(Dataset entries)
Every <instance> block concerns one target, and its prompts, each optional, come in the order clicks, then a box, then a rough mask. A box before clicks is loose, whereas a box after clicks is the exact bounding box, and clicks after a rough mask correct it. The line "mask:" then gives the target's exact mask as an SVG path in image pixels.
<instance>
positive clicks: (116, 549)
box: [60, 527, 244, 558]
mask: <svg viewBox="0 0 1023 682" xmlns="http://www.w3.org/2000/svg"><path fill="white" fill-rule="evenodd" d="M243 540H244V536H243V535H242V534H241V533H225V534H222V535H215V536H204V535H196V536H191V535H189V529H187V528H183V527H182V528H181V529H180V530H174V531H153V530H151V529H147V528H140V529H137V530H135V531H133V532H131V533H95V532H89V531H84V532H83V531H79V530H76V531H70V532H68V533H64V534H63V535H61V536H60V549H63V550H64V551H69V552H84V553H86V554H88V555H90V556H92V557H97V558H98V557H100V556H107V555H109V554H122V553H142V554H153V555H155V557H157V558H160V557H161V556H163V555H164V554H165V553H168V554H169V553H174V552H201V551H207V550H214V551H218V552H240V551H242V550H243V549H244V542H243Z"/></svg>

ASSIGNED TASK
An exact copy of every entry is what's needed, so retype them all.

EXERCISE ANSWER
Every <instance> block concerns one target, and its prompts, each optional, come in the order clicks, then a box, then a rough mask. A box before clicks is loose, whereas a box after clicks is the exact bounding box, and clicks after a rough mask correct it. The line "mask:" then gives the target's exact mask as an SVG path in image pixels.
<instance>
positive clicks: (116, 549)
box: [60, 527, 244, 558]
mask: <svg viewBox="0 0 1023 682" xmlns="http://www.w3.org/2000/svg"><path fill="white" fill-rule="evenodd" d="M243 540H244V536H243V535H242V534H241V533H225V534H222V535H215V536H204V535H196V536H191V535H189V529H187V528H183V527H182V528H181V529H180V530H174V531H153V530H151V529H147V528H140V529H137V530H135V531H133V532H131V533H95V532H89V531H84V532H83V531H79V530H76V531H70V532H68V533H64V534H63V535H61V536H60V549H63V550H64V551H69V552H84V553H86V554H88V555H90V556H92V557H97V558H98V557H100V556H107V555H109V554H122V553H142V554H153V555H155V557H157V558H160V557H161V556H163V555H164V554H165V553H168V554H169V553H174V552H201V551H207V550H214V551H218V552H240V551H242V550H243V549H244V542H243Z"/></svg>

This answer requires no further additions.